(Exercise instructions)
Find each line in the records below that contains the word "then". Copy every such line in full.

Supplied data section start

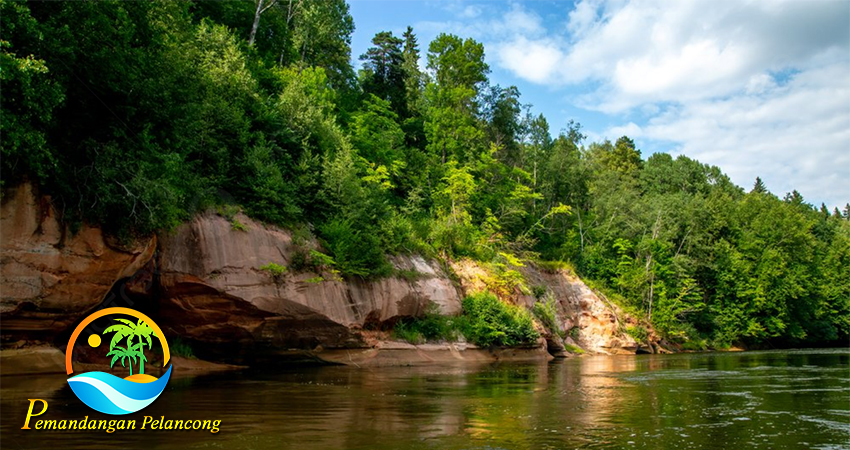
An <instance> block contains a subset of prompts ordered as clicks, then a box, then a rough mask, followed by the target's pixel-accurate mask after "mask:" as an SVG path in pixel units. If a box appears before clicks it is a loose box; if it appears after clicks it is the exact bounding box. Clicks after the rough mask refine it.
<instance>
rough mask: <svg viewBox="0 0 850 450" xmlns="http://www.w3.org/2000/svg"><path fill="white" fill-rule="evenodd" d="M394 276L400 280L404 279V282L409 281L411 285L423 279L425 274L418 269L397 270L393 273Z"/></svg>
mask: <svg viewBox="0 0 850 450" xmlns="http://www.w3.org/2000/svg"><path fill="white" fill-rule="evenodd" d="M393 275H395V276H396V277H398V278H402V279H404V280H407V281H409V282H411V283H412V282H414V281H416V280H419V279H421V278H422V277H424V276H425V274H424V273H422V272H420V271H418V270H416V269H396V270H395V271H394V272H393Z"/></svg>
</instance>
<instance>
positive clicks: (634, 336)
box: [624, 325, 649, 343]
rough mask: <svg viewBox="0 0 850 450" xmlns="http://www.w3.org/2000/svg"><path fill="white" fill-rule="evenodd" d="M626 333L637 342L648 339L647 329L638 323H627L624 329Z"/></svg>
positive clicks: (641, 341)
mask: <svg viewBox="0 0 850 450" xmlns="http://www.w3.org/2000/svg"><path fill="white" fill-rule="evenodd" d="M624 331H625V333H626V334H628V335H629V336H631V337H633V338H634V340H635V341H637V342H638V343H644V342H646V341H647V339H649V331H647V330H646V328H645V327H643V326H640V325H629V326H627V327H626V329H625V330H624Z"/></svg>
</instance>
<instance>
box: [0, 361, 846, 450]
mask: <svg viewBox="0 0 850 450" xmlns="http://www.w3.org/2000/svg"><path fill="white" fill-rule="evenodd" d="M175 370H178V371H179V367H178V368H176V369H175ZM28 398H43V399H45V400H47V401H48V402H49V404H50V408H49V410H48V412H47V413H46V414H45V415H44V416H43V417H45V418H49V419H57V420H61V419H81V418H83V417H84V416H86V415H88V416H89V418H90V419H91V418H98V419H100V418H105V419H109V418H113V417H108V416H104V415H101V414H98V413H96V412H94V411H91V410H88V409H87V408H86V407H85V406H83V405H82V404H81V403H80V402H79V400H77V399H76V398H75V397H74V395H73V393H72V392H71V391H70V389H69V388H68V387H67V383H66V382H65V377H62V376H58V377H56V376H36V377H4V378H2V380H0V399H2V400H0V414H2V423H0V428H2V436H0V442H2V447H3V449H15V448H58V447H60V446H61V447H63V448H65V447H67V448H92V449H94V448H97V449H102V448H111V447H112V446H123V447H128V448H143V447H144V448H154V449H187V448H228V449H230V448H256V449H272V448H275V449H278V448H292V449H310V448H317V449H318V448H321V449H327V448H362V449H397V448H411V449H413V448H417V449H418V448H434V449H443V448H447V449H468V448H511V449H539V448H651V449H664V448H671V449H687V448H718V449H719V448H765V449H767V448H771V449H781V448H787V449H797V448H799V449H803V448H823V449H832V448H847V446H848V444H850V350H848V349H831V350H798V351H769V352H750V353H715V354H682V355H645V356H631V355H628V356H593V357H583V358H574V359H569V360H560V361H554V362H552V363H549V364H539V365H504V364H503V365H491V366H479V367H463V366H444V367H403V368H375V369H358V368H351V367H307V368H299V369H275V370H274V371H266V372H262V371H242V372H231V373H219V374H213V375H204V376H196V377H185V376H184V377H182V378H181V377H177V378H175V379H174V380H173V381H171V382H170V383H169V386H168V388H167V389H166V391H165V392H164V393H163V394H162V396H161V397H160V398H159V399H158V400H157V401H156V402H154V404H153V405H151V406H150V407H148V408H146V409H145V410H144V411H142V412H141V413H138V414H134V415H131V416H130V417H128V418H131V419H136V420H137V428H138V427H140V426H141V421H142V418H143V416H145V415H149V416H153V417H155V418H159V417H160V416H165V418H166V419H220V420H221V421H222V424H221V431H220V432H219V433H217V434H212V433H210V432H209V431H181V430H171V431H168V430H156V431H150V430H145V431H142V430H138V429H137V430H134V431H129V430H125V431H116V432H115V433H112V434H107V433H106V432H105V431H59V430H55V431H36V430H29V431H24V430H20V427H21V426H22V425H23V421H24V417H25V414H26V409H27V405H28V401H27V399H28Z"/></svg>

Supplied data section end
Supplied data section start

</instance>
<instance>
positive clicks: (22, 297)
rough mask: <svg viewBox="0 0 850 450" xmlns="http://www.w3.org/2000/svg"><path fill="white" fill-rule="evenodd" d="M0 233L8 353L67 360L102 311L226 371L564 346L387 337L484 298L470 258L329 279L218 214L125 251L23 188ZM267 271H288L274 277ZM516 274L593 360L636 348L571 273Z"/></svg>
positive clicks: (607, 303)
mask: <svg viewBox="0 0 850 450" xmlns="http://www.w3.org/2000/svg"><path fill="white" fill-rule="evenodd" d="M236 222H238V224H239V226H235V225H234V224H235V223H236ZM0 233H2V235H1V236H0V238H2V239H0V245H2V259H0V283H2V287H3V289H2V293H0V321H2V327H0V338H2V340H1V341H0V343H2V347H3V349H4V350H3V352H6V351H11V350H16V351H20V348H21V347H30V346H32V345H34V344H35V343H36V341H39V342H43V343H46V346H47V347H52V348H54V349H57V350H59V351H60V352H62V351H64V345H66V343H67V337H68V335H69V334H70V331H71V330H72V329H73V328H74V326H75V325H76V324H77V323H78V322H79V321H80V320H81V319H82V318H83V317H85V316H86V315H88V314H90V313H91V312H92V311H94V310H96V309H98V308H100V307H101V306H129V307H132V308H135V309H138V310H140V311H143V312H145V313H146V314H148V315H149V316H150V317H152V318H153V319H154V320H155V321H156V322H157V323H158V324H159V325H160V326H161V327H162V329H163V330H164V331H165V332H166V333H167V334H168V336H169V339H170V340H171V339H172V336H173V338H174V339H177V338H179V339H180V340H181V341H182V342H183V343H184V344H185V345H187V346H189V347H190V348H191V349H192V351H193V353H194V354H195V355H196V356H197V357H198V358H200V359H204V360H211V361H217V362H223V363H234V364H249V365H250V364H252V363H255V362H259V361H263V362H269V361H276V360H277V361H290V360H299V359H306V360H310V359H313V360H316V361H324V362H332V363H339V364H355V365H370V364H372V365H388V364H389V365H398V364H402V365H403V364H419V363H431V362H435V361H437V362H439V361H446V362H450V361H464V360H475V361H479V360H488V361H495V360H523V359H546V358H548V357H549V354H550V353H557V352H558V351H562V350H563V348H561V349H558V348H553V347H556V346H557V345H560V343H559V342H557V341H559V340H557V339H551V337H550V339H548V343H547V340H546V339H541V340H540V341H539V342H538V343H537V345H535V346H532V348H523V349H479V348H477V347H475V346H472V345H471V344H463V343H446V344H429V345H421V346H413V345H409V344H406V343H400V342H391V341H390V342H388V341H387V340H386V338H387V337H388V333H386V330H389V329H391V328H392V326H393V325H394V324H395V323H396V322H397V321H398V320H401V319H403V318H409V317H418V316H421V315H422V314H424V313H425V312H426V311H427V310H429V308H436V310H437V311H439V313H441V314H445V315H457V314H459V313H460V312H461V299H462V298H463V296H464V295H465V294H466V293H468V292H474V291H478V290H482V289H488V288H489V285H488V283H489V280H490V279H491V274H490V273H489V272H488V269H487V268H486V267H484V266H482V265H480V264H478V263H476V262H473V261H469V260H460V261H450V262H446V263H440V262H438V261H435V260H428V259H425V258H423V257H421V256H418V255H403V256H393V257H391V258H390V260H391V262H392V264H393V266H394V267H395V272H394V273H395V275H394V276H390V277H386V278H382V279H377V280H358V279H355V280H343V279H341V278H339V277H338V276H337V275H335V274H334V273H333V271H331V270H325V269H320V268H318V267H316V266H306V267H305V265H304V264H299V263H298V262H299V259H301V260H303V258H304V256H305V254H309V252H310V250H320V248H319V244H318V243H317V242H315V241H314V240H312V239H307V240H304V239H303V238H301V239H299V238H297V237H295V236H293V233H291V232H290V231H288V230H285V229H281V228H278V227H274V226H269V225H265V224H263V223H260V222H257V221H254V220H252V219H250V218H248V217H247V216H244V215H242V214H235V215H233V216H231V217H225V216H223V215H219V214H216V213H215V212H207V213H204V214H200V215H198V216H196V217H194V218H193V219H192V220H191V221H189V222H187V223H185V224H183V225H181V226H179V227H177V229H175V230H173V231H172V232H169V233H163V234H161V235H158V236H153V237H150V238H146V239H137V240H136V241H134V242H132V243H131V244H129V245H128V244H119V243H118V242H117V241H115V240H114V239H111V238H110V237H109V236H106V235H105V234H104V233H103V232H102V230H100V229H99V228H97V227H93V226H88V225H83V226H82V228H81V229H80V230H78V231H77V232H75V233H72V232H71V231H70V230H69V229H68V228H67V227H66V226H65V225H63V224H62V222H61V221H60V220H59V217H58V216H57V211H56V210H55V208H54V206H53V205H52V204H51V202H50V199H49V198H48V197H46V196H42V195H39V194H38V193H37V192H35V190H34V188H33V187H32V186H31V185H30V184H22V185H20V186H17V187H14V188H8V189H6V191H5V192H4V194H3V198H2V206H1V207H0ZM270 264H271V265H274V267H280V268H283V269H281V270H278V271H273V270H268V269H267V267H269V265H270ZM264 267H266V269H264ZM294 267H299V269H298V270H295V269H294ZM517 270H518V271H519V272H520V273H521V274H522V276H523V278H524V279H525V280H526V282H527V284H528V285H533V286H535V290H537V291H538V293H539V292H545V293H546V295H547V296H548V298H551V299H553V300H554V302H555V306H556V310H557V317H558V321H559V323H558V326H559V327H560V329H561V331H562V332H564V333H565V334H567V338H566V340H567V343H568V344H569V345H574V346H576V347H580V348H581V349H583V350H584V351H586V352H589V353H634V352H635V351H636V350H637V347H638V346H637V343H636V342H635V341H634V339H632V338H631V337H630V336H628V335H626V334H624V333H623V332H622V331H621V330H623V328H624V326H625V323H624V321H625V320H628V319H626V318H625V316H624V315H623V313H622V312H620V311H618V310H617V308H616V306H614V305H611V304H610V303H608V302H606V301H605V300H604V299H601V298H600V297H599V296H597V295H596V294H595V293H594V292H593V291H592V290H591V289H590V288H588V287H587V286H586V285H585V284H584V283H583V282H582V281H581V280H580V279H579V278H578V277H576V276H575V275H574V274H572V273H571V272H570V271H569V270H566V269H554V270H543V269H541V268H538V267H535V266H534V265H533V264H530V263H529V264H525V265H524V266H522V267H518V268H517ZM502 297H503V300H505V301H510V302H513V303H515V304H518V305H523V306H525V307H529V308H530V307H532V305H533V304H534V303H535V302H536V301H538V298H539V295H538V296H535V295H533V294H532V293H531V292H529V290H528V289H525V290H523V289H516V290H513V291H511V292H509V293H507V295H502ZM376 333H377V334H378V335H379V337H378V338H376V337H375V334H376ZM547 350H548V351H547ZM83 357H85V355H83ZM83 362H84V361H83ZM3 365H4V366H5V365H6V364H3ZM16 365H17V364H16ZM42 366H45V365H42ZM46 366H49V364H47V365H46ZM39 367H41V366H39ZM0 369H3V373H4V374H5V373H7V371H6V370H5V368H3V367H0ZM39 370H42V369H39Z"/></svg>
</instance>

Supplied data section end
Supplied data section start

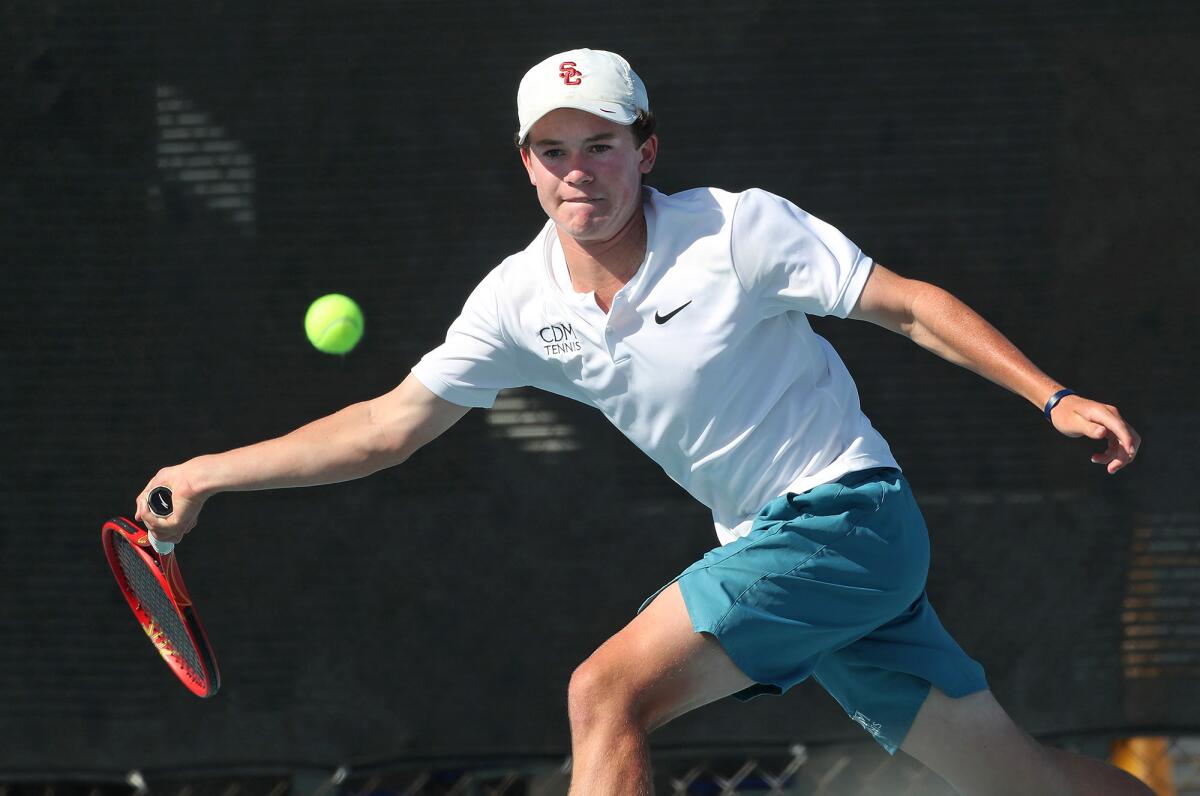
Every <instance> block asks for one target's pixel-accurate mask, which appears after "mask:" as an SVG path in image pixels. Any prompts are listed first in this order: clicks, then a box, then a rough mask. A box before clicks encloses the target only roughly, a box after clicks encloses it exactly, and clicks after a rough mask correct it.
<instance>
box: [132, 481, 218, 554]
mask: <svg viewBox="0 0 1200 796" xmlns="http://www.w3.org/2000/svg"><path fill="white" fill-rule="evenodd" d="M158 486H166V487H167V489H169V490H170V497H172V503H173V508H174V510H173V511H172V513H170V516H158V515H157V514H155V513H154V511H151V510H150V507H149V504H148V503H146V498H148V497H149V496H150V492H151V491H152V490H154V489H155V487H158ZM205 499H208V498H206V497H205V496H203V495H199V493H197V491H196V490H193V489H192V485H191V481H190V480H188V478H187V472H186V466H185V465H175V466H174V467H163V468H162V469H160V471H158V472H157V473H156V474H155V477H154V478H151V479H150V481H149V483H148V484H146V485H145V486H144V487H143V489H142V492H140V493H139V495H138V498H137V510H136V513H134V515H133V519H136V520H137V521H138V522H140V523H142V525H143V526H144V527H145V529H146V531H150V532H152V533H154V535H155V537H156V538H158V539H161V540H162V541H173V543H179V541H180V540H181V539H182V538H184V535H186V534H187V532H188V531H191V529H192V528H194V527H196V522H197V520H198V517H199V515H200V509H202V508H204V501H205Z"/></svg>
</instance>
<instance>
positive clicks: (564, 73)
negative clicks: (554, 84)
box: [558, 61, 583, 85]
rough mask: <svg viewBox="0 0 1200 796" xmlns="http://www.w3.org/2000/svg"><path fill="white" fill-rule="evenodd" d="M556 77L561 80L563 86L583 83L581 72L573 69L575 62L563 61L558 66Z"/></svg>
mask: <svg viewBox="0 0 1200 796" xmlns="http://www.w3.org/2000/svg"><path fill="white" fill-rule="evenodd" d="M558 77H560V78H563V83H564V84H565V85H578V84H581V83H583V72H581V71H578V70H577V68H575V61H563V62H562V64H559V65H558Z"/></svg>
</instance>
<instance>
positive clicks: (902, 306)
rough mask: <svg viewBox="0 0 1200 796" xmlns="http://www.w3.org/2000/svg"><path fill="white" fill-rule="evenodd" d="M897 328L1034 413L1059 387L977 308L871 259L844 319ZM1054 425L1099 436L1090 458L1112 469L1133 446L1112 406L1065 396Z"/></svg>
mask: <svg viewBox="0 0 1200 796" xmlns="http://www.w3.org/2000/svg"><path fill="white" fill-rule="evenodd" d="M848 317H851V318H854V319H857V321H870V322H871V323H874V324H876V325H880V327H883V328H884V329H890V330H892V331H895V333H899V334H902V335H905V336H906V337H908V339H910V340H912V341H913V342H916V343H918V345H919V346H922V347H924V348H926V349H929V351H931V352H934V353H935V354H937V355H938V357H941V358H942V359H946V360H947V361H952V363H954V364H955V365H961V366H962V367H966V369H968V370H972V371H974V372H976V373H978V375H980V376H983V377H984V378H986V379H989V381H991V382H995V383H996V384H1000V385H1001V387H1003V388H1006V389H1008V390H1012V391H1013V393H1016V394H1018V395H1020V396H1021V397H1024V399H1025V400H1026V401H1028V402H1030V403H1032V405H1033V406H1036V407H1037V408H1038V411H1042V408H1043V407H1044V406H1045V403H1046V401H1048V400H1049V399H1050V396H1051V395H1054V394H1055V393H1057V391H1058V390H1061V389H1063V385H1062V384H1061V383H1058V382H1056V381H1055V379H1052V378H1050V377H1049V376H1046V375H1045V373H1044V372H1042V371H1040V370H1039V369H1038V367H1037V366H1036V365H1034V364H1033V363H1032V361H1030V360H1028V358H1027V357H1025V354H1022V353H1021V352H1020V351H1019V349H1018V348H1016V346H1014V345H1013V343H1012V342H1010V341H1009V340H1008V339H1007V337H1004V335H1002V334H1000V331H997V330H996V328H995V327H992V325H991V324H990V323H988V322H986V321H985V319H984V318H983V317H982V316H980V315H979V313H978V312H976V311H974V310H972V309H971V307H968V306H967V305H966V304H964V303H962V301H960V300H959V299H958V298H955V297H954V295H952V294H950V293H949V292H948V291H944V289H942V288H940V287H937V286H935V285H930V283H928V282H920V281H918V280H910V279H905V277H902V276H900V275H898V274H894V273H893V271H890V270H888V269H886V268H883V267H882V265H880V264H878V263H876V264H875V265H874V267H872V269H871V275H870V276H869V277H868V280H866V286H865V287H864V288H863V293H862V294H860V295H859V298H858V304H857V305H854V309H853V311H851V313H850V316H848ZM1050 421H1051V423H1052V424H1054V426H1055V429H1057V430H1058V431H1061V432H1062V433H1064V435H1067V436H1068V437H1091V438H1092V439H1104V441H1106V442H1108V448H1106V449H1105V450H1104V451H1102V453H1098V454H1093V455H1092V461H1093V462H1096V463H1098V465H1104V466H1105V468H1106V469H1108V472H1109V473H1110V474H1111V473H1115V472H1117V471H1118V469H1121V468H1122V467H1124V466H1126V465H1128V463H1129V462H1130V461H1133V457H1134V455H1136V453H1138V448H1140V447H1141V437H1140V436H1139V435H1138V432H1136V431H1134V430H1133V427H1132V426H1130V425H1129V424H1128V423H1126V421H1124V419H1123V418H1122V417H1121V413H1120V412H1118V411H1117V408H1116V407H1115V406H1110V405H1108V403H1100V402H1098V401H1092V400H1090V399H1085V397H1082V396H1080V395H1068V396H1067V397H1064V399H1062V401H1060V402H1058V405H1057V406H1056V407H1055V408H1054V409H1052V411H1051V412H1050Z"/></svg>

Supplied data section end

(Response below)
An <instance> block contains a subset of prompts ordered as clicks, then a box, then a rough mask, followed by the target's pixel-accurate mask after "mask:" as an SVG path in pixel units. If a box appears before clicks it is a loose box; if it appears after clicks it is the exact bounding box. Clicks after the rough mask refine it.
Every <instance> block asks for one target's pixel-accurate mask, which appears after "mask:" as an SVG path in image pixels. Any prompts are listed first in this order: clicks, then a box, then a rough mask. A box before clicks encloses the target only roughly, a box after clicks encloses it exactly, and clicks after a rough mask correct it.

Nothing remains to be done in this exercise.